## [DOCUMENT EXTRACT]
******

In a world where the Internet of Things (IoT) produces massive amounts of data from mobile devices, vehicular systems and environmental sensors, data scientist will be tasked with what to do with all of this information. We sat down with Cristian Borcea, PhD from the New Jersey Institute of Technology to discuss the IoT and Big Data applications.
insideBIGDATA: It seems we can’t turn on the television or read a newspaper without encountering the phrase, the “Internet of Things”. Aside from being a marketing term, what does this really mean?
Cristian Borcea: The emerging Internet of Things (IoT) consists of heterogeneous computing and wireless communication systems embedded in the physical environment. Examples of such systems are smart meters, RFID/smart tags of many familiar objects, wearable health monitoring sensors, sensors and actuators to manage the infrastructure of smart cities, and intelligent video cameras. Many researchers consider smart phones, intelligent vehicles, and many types of robots to be part of IoT. Some application examples: manage power and water distribution infrastructure in cities, with special attention paid to fault detection during disaster situations; improve healthcare, including controlling, slowing and stopping the spread of epidemic diseases; and develop services for road traffic congestion avoidance.

******

## [TASK STATEMENT]
Continue the interview above on the Internet of Things and Big Data, picking up after its last sentence.

******

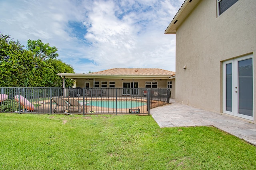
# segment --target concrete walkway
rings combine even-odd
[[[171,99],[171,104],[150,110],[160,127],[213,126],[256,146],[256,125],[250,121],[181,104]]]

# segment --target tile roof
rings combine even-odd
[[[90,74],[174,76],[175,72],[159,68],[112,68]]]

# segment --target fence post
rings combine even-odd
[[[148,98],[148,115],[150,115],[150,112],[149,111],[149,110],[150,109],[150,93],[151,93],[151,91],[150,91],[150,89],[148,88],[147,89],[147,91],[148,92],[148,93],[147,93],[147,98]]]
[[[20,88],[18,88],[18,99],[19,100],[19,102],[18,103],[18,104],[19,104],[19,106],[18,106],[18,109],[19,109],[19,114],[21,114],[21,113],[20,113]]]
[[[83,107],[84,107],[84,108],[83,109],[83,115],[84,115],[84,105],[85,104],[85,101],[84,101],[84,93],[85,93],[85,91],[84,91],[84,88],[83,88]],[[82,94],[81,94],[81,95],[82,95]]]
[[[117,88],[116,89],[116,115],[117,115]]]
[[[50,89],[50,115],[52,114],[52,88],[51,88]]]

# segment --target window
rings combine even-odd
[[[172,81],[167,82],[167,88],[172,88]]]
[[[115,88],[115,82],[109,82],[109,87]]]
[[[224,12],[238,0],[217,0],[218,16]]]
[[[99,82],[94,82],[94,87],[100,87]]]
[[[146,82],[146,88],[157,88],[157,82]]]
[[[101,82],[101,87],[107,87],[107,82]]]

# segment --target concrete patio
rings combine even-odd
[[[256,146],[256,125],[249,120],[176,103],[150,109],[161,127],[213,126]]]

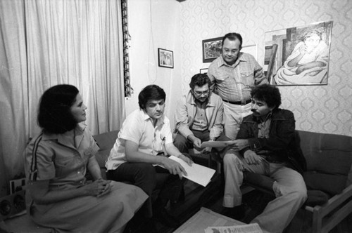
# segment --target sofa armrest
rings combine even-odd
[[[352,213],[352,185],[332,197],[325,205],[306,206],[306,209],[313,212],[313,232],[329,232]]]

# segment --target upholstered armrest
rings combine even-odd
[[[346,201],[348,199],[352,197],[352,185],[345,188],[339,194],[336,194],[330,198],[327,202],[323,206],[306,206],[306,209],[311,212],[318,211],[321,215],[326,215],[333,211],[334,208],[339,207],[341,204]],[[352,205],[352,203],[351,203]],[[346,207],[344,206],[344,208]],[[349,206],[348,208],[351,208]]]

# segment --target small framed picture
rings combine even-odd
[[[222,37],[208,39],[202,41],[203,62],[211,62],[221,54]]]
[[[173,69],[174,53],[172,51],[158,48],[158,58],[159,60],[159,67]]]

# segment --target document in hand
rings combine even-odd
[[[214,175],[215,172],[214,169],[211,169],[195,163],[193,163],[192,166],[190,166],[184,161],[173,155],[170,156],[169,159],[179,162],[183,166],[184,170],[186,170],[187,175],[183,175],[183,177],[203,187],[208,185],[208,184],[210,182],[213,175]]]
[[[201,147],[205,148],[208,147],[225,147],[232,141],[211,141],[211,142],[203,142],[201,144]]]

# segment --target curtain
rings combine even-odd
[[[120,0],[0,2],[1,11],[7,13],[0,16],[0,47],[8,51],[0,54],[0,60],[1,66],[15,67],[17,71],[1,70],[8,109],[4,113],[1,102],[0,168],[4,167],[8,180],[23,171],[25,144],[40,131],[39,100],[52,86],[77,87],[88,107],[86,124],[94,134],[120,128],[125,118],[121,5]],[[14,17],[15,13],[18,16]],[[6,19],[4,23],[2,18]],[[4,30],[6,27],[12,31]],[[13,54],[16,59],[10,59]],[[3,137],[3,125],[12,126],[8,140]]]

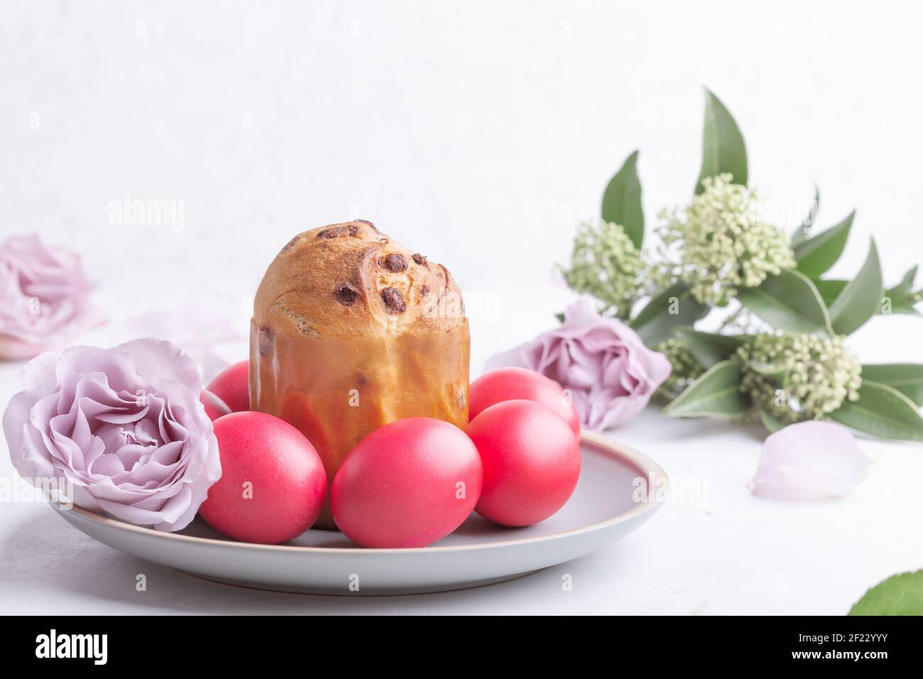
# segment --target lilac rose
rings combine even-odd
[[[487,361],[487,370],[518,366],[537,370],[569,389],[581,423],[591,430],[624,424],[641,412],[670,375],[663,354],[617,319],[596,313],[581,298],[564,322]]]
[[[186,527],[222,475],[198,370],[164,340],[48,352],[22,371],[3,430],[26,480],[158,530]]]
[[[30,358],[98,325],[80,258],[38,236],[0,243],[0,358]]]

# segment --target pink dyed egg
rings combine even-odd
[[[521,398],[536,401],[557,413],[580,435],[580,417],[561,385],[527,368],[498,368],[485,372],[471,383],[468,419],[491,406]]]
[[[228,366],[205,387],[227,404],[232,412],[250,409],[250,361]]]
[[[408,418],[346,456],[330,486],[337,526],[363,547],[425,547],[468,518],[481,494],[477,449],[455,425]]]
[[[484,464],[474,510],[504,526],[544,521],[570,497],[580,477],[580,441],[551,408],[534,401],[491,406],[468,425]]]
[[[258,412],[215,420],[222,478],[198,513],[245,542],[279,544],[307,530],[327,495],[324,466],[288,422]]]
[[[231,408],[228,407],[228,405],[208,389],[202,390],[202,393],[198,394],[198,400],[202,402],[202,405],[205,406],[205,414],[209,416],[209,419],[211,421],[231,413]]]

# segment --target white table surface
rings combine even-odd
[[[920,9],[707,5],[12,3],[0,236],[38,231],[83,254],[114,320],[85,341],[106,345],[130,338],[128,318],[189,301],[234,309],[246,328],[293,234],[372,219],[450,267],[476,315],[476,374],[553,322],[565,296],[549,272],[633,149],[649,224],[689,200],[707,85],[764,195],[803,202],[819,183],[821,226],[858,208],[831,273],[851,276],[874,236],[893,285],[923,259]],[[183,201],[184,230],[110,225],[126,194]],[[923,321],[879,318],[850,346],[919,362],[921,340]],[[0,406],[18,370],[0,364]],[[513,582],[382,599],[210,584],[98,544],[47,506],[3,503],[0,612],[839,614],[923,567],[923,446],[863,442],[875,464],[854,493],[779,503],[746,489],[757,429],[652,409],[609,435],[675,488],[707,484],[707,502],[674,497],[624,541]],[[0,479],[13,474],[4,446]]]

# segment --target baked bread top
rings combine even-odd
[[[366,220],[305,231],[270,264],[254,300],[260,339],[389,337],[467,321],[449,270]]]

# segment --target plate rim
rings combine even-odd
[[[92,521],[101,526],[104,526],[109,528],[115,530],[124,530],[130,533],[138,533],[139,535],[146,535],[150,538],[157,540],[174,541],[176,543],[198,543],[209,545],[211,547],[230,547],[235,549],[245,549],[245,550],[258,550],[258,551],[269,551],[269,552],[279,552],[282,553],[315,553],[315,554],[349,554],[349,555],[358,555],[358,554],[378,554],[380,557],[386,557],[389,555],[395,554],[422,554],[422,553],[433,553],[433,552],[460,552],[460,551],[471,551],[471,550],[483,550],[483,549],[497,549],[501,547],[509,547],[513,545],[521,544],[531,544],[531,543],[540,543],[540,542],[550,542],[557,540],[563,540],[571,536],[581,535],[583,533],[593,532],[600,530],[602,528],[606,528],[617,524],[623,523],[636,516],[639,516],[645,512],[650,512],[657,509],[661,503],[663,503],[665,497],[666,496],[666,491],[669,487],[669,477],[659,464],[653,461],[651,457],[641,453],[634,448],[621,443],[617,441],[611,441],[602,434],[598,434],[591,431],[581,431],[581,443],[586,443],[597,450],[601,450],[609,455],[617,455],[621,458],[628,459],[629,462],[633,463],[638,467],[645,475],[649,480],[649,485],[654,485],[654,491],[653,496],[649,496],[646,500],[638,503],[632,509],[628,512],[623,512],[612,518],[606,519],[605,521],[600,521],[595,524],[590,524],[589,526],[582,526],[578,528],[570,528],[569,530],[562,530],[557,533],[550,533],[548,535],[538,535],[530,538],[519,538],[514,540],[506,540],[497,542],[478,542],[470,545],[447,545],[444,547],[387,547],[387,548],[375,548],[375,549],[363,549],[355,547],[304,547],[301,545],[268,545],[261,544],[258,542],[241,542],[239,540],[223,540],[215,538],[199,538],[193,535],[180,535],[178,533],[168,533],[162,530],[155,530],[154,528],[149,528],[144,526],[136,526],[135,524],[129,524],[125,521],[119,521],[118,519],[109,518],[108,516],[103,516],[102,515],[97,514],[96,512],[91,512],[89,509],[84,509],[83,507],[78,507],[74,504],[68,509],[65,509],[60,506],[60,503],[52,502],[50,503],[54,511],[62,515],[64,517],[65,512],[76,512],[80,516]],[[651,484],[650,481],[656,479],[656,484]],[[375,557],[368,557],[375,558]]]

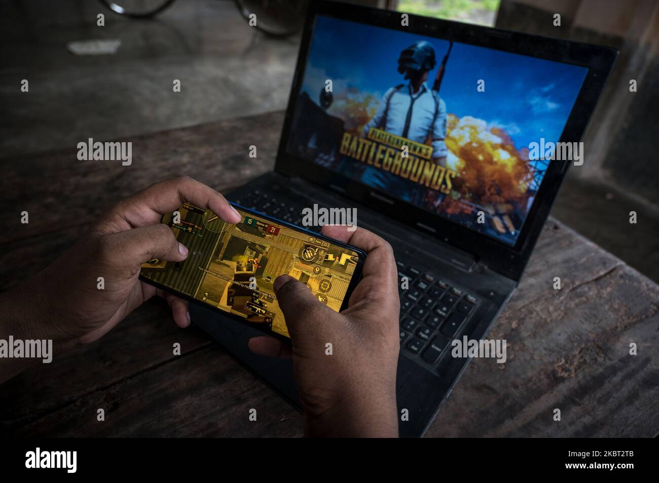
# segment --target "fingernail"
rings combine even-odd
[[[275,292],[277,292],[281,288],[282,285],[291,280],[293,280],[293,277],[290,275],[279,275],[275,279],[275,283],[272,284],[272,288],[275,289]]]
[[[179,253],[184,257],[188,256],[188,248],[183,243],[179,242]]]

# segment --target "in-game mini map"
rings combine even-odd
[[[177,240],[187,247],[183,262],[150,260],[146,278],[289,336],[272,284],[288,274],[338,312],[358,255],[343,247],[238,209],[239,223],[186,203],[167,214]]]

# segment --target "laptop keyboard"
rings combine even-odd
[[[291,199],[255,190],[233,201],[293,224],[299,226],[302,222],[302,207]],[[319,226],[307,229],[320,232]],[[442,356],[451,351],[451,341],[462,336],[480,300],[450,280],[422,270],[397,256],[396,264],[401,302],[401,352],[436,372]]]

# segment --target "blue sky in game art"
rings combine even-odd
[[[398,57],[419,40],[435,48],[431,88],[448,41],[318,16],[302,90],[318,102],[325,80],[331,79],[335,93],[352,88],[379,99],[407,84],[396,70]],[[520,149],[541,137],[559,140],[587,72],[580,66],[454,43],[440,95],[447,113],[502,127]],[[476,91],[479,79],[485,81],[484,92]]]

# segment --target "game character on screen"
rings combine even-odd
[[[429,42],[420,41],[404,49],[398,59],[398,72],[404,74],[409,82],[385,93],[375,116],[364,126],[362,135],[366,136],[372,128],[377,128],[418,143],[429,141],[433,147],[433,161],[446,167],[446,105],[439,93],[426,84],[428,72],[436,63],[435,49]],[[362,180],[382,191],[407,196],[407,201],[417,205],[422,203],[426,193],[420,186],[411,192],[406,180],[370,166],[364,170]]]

******

## [RESULT OF THIS TASK]
insideBIGDATA: As a computer scientist, what excites you about this movement?
Cristian Borcea: It’s always exciting to see our work moving from the lab into the real world. IoT could have an even bigger impact on society than the Internet because computing and wireless communication will be embedded everywhere in our environment and in the objects we are using daily. As I point out below, there are still many challenges to overcome, which makes IoT research intellectually challenging.
insideBIGDATA: What are its challenges?
Cristian Borcea: IoT will have massive scale, with the estimates ranging from 50 billion systems by 2020 to trillions once most daily-use objects are equipped with embedded computing, sensing, and communication capabilities. Additionally, IoT will be highly dynamic because many of these systems are mobile and have energy limitations which make them switch between on and off states frequently. Unlike the current Internet, where most content is delivered by big content providers with plenty of resources, a huge amount of data will be produced by IoT devices with significantly fewer resources. How to deal with this new communication pattern is challenging. Finally, open standards are needed to ensure that IoT devices or networks can communicate with each other. (Currently most IoT developments use proprietary protocols and do not support interoperability).
insideBIGDATA: How does one harness all this data in a technological way and make sense of it?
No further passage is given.